━━━━━ Excerpt provided
The learned Doctor first pooh-poohed the plan, then tolerated it, and in a month claimed he had himself devised it. On the scheme being explained to others there was opposition, and Rudbeck requested Linnæus to amplify his notes into a thesis, and read it as a lecture. This was done, and so pleased was the old man that he appointed Linnæus his adjunctus. In the Spring of Seventeen Hundred Thirty, Linnæus began to give weekly lectures on some topic of Natural History.

Linnæus was now fairly launched. His animation, clear thinking, handsome face and graceful ways made his lectures very popular. Science in his hands was no longer the dull and turgid thing it had before been in the University. He would give a lecture in the hall, and then invite the audience to walk with him in the woods. He seemed to know everything: birds, beetles, bugs, beasts, trees, weeds, flowers, rocks and stones were to him familiar.

He showed his pupils things they had walked on all their lives and never seen.

The old Botanical Garden that had degenerated into a kitchen-garden for the Commons was rearranged and furnished with many specimens gathered round about.
━━━━━━━━━━
Exercises —
1. According to the passage about Linnæus, what made his lectures so popular? Answer in one to three sentences.
2. Extend the passage about Linnæus with a few sentences that pick up right after its last line.
━━━━━ Provided information
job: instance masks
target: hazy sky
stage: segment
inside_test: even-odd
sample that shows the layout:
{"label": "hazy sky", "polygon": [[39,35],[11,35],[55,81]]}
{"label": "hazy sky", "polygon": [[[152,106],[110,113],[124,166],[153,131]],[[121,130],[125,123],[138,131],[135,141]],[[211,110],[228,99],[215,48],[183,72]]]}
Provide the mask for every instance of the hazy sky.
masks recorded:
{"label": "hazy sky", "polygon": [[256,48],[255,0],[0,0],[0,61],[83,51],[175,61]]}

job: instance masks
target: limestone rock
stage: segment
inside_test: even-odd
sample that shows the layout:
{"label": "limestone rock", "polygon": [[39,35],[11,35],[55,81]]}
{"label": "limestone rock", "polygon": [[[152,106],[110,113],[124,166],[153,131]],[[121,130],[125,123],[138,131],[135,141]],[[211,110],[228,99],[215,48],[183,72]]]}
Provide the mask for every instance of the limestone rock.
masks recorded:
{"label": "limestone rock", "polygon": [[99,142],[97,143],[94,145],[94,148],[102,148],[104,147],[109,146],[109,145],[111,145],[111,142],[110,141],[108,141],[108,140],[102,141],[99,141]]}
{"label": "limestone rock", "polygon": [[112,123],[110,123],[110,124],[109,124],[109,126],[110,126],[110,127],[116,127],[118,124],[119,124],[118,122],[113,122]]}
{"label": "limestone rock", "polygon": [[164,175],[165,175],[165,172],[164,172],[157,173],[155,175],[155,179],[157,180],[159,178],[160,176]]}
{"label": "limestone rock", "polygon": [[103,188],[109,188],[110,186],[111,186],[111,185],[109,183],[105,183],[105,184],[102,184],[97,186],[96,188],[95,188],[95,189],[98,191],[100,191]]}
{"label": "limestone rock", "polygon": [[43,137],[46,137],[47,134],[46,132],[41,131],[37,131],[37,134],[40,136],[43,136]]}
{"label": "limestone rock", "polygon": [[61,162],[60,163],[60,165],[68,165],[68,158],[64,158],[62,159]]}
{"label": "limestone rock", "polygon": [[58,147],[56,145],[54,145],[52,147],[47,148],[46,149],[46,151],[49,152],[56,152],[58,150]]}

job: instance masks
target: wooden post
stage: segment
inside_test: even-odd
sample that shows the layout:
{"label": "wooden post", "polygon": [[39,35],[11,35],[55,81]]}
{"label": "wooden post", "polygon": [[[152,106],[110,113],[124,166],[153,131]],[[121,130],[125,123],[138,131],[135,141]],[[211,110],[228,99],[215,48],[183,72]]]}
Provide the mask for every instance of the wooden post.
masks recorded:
━━━━━━━━━━
Results —
1. His lectures were very popular because of his animation, clear thinking, handsome face and graceful ways. In his hands science was no longer the dull and turgid thing it had been at the University.

2.
A system of exchange was carried on with other schools, and Natural History at Upsala was fast becoming a feature. Old Doctor Rudbeck hobbled around with the classes, and when Linnæus lectured sat in a front seat, applauding by rapping his cane on the floor and ejaculating words of encouragement.

Linnæus was now receiving invitations to lecture at other schools in the vicinity. He made excursions and reports on the Natural History of the country around. The Academy of Science of Upsala now selected him to go to Lapland and explore the resources of that country, which was then little known.

The journey was to be a long and dangerous one. It meant four thousand miles of travel on foot, by sledge and on horseback, over a country that was for the most part mountainous, without roads, and peopled with semi-savages.